## EXPLORE THE MATERIAL:
1) Write out the article on intraoral scanners from the words "The increasing competition" through the words "and real-life cases.".
2) Using the article on intraoral scanners, mark each statement below yes or no and quote the words of the article that decide it.
(a) The cheapest configuration of TRIOS 4 starts at USD 34,000.
(b) The five scans of the prep were made by different operators.
(c) The color rendering is called crucial for assessing the margin.
3) Continue the article on intraoral scanners from its last sentence.

## DOCUMENT SECTION:
════

In the past few years, the intraoral scanner market has become more competitive than ever before, with multiple companies introducing cheaper alternatives for less than USD 20,000. How do they perform in a clinical environment? Are more affordable scanners as good as the expensive ones? Let’s compare five scans of the same prep, scanned by the same operator using one high-end IOS and four affordable scanners.
The increasing competition in the dental market has changed the status quo in the past few years. More CAD/CAM systems have become open, and the focus is shifting towards software and app development, all while subscription fees are being decreased/removed.
The intraoral scanner prices have gone down significantly, effectively reducing the financial obstacles, and many dentists worldwide are now considering getting their first scanner.
As anything labeled “cheap,” even medical devices won’t avoid having their quality questioned. In our reviews, we often mention how these scanners feel and look. When it comes to accuracy, the discussion becomes more complicated, and the question of trueness and precision has to be answered by researchers. We share our objective and unbiased experience with daily use in clinical workflows with you: real-life patients and real-life cases.
We have already tested most of these scanners, and new IOS are sent to us almost every month. Besides the standalone reviews of each scanner, we summarized our experiences in our IDS 2021 review.
One Prep, Five Scanners
As it’s the case with all of our iDD Compares posts, we present you with the same case as scanned by the same operator using multiple different scanners. In this particular case, Dr. Ahmad Al-Hassiny used these:
The last four scanners are pretty affordable, all within a USD 13-20k price range, while the cheapest configuration of TRIOS 4 starts at USD 34,000. 3Shape scanners are generally regarded as quality and accurate devices, with studies backing these claims, which is why we used this scanner as a baseline for others.
We show the scans both in color and monochrome as previewed in their native software, which should give you a clear idea of how these scanners capture colors and textures. The color rendering helps identify the margin, but the monochrome rendering is crucial for assessing the quality of the captured scans, especially the margin.
In the following pictures, you can see how each scanner handles these previews, which becomes important if their software has an option to marginate before sending the scans to a dental lab.

════

(Entries from a collection)
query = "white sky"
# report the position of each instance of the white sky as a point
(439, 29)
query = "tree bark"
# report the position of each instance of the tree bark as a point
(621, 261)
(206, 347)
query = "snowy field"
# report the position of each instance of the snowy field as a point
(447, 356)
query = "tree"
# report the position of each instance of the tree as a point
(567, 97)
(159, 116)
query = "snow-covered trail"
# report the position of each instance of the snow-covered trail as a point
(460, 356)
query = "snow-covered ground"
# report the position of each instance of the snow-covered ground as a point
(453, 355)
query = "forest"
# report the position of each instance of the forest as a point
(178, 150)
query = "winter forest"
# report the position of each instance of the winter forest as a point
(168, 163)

════

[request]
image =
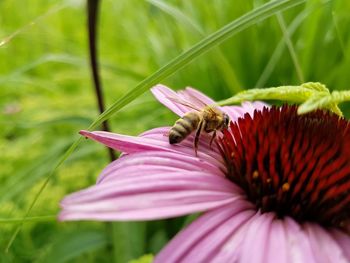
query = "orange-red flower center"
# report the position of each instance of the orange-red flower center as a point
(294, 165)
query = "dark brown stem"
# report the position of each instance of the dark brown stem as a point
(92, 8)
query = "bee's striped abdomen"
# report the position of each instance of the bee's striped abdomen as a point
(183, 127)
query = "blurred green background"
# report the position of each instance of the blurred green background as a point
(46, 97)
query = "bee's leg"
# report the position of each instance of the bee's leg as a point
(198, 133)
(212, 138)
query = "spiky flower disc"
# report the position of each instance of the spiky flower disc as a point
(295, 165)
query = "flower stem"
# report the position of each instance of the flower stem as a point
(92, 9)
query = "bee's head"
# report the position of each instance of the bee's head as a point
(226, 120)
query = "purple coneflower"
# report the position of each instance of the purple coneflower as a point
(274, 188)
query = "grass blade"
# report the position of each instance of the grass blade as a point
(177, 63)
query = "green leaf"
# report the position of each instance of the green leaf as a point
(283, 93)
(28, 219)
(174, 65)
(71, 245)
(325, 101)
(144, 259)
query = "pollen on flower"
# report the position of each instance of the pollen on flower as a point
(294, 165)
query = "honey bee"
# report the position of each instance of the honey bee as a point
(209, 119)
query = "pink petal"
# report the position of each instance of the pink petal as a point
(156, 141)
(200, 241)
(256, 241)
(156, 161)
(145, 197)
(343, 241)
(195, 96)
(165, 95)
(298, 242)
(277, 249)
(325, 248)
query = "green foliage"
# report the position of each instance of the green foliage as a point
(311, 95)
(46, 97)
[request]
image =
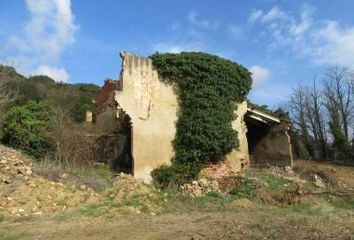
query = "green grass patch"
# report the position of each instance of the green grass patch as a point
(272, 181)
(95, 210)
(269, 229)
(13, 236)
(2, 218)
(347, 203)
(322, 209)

════

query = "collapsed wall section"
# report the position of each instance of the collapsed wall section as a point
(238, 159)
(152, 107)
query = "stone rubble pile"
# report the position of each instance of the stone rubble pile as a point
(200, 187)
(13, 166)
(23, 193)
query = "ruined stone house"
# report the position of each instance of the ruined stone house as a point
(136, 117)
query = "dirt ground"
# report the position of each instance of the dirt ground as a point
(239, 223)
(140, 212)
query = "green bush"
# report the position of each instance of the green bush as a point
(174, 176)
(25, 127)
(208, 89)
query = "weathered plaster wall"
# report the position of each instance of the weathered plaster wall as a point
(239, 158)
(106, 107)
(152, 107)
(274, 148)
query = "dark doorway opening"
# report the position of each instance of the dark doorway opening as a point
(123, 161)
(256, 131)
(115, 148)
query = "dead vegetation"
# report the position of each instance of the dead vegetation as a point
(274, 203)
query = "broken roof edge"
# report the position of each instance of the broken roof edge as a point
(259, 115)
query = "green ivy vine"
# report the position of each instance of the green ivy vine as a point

════

## TASK-BY-TASK OUTPUTS:
1)
The increasing competition in the dental market has changed the status quo in the past few years. More CAD/CAM systems have become open, and the focus is shifting towards software and app development, all while subscription fees are being decreased/removed.
The intraoral scanner prices have gone down significantly, effectively reducing the financial obstacles, and many dentists worldwide are now considering getting their first scanner.
As anything labeled “cheap,” even medical devices won’t avoid having their quality questioned. In our reviews, we often mention how these scanners feel and look. When it comes to accuracy, the discussion becomes more complicated, and the question of trueness and precision has to be answered by researchers. We share our objective and unbiased experience with daily use in clinical workflows with you: real-life patients and real-life cases.

2)
(a) Yes: "while the cheapest configuration of TRIOS 4 starts at USD 34,000"
(b) No: "scanned by the same operator using one high-end IOS and four affordable scanners"
(c) No: "the monochrome rendering is crucial for assessing the quality of the captured scans, especially the margin"

3)
Monochrome Presentation in Third-Party Software
We also exported these scans in an STL format and previewed them in third-party software (Meshmixer by Autodesk) with and without the tessellated mesh. All the scans were exported with their default settings, and the Medit i700 scan was NOT captured in HD.
Showing the files in third-party software helps us have a level playing field. The scans can’t hide behind the software’s rendering, and it gives you an idea of what you or your lab would see in CAD software such as exocad’s DentalCAD or 3Shape’s Dental System. Considering that most dentists will use these IOS primarily as an impression-replacement tool, it’s crucial to assess the exported data.
It also makes the differences between IOS more prominent, or in some cases, it proves that the difference is not huge at all. The most noticeable difference in this particular set of scans is in the interproximal margin areas, which is equigingival. Scanners generally struggle with equi or subgingival preparations (but can be managed with proper tissue and moisture control), and you can see the margin is easier to read with some scanners than others.
It also highlights that Launca has more difficulty around the palatal portion of the margin, and the margin in this area seems to be deformed due to enamel translucency.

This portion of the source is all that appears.